> [Stated exercise]:
Lay out the lines running from the one that contains "Put one point on every instance of the haze" through the end of the items as a JSON list of strings. Use one string per line, include that starting line, and leave out any blank lines.

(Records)
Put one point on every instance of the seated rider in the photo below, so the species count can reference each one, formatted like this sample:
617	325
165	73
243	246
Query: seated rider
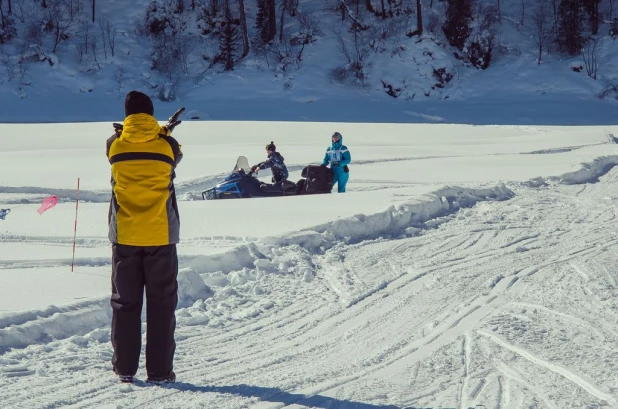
276	165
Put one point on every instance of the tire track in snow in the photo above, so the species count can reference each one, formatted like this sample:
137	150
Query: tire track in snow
564	372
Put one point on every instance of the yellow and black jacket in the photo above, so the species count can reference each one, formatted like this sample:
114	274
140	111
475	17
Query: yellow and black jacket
143	210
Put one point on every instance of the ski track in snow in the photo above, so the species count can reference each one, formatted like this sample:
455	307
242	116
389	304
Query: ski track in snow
473	273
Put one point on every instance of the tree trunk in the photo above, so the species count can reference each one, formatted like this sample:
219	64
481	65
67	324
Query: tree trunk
243	28
272	21
419	18
281	21
595	17
2	23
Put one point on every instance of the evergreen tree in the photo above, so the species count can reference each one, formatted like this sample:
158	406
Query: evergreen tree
230	38
571	19
458	16
265	21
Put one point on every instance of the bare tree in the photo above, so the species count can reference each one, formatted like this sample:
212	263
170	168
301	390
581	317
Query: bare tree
524	7
590	52
59	18
353	16
109	31
542	27
419	17
243	29
102	23
555	4
20	7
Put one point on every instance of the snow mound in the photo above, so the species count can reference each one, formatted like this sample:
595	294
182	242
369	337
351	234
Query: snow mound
191	287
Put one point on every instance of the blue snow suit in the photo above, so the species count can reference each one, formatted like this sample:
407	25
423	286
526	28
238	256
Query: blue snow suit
276	165
339	157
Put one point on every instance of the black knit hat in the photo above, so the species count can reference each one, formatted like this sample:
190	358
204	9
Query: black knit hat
138	103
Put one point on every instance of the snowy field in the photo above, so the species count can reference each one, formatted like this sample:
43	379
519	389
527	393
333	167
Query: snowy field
466	267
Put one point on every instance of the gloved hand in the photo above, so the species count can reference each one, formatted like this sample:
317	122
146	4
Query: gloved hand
171	125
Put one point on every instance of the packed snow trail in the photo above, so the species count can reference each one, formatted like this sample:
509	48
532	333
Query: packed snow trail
481	290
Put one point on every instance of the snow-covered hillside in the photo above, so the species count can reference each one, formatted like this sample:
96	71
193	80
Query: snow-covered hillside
466	267
77	83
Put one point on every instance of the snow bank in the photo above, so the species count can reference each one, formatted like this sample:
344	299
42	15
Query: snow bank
21	330
397	220
191	288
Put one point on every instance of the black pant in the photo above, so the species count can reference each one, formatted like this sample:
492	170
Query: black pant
133	269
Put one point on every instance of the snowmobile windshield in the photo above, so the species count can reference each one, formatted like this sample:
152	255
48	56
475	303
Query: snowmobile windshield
241	163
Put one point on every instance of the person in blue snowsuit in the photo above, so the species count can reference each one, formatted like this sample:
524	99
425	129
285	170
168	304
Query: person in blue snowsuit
276	165
339	158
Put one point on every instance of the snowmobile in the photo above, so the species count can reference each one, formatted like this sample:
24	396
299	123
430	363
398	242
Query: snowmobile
242	184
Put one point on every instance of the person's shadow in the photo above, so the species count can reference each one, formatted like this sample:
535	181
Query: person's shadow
277	395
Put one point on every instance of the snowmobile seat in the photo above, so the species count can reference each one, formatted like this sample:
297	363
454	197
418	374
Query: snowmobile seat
318	179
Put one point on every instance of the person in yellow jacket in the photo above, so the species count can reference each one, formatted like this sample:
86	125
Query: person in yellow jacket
144	228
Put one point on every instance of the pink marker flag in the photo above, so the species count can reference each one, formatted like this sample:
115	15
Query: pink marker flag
47	204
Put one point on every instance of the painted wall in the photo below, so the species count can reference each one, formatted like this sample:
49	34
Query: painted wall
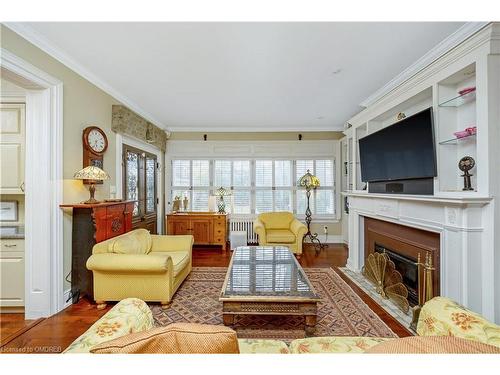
84	105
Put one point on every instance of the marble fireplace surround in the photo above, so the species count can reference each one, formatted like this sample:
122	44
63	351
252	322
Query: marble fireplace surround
466	266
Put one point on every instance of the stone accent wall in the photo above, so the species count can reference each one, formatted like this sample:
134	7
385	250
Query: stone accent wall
126	122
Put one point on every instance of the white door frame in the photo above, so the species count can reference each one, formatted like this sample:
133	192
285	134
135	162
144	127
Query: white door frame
44	294
122	139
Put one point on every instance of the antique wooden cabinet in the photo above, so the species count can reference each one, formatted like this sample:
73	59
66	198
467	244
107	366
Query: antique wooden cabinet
93	223
207	228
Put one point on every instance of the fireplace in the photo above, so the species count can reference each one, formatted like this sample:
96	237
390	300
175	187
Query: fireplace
407	248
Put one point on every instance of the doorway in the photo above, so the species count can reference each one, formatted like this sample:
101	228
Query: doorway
42	188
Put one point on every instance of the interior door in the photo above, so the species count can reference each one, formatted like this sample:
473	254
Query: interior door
140	184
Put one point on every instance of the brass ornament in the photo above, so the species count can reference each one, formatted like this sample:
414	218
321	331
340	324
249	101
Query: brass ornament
381	271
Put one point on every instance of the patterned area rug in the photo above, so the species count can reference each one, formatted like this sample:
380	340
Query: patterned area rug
340	313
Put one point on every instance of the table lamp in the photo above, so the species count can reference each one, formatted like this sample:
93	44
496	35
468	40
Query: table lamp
93	174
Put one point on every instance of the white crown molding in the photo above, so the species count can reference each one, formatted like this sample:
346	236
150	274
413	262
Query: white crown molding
464	32
48	47
253	129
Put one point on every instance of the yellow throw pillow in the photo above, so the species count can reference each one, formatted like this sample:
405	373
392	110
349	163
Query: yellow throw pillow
136	242
176	338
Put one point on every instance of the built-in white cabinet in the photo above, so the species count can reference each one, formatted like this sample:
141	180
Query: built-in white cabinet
12	273
12	148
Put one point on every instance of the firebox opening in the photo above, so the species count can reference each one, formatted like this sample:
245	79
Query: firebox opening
408	269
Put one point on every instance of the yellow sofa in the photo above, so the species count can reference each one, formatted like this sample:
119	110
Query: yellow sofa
439	317
138	264
280	229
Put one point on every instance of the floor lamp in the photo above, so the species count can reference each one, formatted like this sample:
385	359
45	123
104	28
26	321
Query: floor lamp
310	182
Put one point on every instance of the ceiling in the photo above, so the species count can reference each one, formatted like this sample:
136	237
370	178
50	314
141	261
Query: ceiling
243	76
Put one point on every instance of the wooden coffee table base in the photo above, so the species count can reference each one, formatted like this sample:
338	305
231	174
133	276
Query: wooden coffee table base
307	309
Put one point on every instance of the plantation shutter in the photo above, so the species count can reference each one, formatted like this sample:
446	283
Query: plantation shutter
263	185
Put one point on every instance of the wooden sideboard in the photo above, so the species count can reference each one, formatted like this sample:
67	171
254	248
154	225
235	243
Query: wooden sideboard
207	228
94	223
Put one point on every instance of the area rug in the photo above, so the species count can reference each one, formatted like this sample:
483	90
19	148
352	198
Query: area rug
340	313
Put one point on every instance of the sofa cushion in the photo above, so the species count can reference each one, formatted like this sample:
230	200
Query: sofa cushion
176	338
262	346
443	317
180	259
280	236
433	345
276	220
334	344
129	263
127	316
135	242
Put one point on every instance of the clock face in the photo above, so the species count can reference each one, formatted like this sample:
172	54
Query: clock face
96	141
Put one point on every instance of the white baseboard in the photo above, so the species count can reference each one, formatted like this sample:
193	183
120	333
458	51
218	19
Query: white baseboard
67	292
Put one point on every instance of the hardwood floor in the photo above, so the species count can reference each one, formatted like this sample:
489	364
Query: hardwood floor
54	334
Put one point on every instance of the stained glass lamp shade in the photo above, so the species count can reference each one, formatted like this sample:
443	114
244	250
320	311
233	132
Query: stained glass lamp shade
221	193
309	181
93	174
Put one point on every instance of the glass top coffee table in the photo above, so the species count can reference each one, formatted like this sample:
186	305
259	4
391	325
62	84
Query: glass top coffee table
267	280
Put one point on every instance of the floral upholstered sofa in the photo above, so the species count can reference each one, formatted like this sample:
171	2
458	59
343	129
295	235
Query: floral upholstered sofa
439	317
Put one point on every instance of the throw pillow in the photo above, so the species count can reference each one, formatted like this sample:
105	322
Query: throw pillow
176	338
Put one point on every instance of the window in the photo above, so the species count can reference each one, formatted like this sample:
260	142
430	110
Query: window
139	171
191	179
257	185
322	199
235	174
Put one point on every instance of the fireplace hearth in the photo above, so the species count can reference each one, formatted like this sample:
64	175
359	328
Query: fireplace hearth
414	254
408	270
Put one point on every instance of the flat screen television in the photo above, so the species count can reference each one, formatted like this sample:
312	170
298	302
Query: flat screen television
402	151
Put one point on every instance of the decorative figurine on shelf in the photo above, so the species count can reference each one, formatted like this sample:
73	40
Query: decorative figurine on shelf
176	205
465	165
221	193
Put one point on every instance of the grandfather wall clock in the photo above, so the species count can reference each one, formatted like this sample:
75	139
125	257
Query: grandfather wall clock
95	144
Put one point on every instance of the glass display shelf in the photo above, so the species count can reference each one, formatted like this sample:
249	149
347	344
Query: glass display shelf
460	100
456	140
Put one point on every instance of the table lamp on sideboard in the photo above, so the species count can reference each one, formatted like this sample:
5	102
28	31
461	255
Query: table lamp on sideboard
92	174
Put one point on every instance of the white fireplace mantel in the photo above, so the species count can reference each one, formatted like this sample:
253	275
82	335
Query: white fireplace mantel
467	251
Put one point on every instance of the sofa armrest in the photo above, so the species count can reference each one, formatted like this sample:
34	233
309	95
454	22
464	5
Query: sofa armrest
299	229
162	243
443	317
260	229
129	263
127	316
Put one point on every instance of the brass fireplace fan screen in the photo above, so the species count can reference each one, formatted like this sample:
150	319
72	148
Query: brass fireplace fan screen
381	271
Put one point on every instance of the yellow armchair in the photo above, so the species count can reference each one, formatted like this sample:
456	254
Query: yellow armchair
280	229
138	264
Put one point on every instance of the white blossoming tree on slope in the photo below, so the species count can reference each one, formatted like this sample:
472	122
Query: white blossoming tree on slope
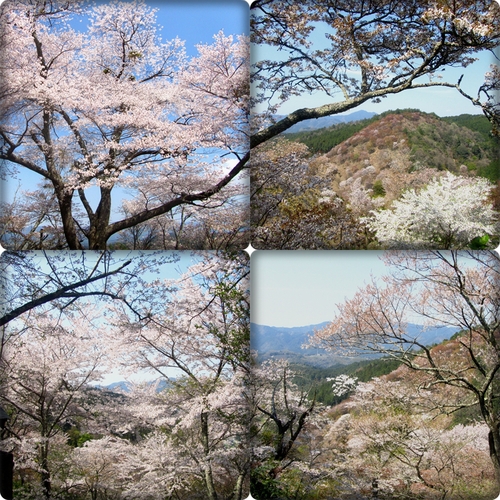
449	213
116	107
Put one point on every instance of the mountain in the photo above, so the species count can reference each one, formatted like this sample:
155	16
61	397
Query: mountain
123	386
326	121
283	342
407	139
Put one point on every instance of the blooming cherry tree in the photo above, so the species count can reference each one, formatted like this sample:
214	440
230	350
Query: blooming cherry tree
448	213
117	107
440	288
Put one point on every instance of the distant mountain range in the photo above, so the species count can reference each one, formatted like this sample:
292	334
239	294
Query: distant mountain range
327	121
282	342
124	386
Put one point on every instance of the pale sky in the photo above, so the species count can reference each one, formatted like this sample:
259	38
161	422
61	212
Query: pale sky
300	288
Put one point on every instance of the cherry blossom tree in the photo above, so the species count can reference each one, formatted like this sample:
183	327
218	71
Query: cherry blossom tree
291	207
448	213
58	280
354	52
440	288
282	415
197	339
393	436
44	370
115	107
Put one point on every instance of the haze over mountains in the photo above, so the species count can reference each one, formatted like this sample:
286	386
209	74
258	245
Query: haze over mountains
283	342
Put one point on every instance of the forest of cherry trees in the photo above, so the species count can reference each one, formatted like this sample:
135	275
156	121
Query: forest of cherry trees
140	166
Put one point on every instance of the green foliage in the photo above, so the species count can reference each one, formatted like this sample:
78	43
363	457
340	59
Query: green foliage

> [Expected output]:
[
  "Put one point on every instance of the haze over mountains in the photo above, so the species count can reference each one, formatted like this sample:",
  "286\t386",
  "209\t74",
  "258\t245",
  "Query: haze over mountains",
  "283\t342",
  "Put one point on every instance of the forest of cherry trees in the photo above, so the species count can reference each one, formatted like this sample:",
  "135\t275",
  "156\t121",
  "Query: forest of cherry trees",
  "140\t166",
  "Put one point on every instance of the green foliage in the photo above, so the species count can reference each one, formatted like this sample:",
  "78\t43",
  "363\t457",
  "340\t59",
  "Query: green foliage"
]